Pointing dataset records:
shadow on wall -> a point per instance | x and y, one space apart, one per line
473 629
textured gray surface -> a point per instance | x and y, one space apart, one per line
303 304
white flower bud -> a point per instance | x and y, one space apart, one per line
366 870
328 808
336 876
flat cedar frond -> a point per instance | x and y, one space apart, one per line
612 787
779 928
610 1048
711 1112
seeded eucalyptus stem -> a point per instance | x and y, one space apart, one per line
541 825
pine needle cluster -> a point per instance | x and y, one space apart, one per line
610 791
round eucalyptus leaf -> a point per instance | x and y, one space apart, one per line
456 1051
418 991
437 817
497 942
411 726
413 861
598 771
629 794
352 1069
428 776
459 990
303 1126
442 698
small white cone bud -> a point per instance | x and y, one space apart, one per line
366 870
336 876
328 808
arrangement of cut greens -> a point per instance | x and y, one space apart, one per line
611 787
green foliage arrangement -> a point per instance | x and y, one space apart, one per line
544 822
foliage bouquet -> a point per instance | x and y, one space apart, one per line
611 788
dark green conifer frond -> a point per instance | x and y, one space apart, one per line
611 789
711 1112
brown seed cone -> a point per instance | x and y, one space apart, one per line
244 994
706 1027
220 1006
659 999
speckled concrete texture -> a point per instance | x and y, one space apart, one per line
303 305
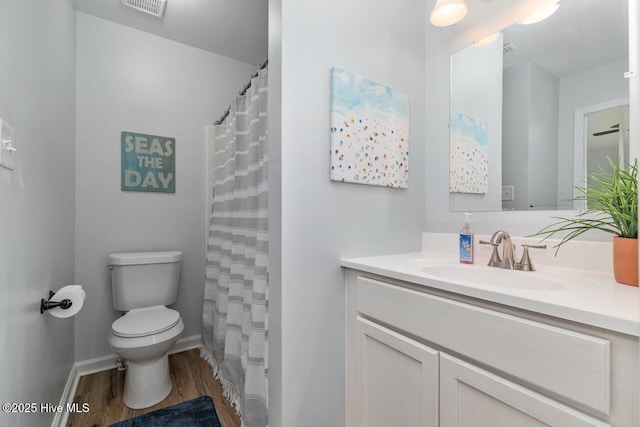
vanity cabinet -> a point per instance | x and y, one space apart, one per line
397 378
418 356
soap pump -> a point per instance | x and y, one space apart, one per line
466 241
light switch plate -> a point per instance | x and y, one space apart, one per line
507 193
7 145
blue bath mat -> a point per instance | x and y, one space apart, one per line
198 412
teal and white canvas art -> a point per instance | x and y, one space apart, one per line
469 161
369 132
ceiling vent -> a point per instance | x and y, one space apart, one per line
152 7
509 47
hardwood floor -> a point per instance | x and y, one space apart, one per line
191 376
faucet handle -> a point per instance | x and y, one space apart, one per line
495 260
525 263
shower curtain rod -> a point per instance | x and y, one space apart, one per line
262 65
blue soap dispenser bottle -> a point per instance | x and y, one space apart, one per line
466 241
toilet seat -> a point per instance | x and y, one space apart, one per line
145 321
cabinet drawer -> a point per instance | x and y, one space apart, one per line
565 363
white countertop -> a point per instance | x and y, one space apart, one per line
588 297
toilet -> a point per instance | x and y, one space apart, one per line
143 284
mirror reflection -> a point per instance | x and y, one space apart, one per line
537 108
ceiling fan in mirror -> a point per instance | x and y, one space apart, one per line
613 129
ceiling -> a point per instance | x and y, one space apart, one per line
233 28
581 35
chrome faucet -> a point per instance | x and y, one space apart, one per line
507 260
508 253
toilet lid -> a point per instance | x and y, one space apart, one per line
145 321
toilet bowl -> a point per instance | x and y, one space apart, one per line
143 284
143 337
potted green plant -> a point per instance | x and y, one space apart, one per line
611 206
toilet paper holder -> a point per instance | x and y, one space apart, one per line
48 304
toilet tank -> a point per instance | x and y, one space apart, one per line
144 279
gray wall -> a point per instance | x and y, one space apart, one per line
37 97
322 221
441 43
135 81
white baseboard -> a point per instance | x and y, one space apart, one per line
60 418
103 363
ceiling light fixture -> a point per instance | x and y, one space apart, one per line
540 15
152 7
487 40
448 12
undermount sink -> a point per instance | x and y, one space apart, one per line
493 277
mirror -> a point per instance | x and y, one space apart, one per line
536 110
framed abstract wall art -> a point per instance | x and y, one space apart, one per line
369 132
468 161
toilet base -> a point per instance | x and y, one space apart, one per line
147 382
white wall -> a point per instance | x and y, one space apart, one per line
543 140
37 97
134 81
515 133
577 91
323 221
441 43
476 91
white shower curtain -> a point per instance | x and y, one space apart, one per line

▶ [Job]
Print exactly the lines from the one with "ceiling light fixture" through the end of the data, inclusive.

▶ [Written solution]
ceiling light fixture -> a point per instance | x and y, one space apart, one per line
540 15
152 7
487 40
448 12
undermount sink -> a point per instance | x and y, one space apart, one per line
493 277
mirror -> a point per instance | x and y, one space apart, one per line
536 110
framed abstract wall art -> a point per instance | x and y, one space apart, one per line
369 132
468 161
toilet base -> a point per instance | x and y, one space apart, one per line
147 382
white wall -> a point per instance | x and y, one space apart, one per line
543 140
37 97
134 81
515 133
577 91
323 221
441 43
476 91
white shower curtain -> a point per instance | x and y, one space apart, one per line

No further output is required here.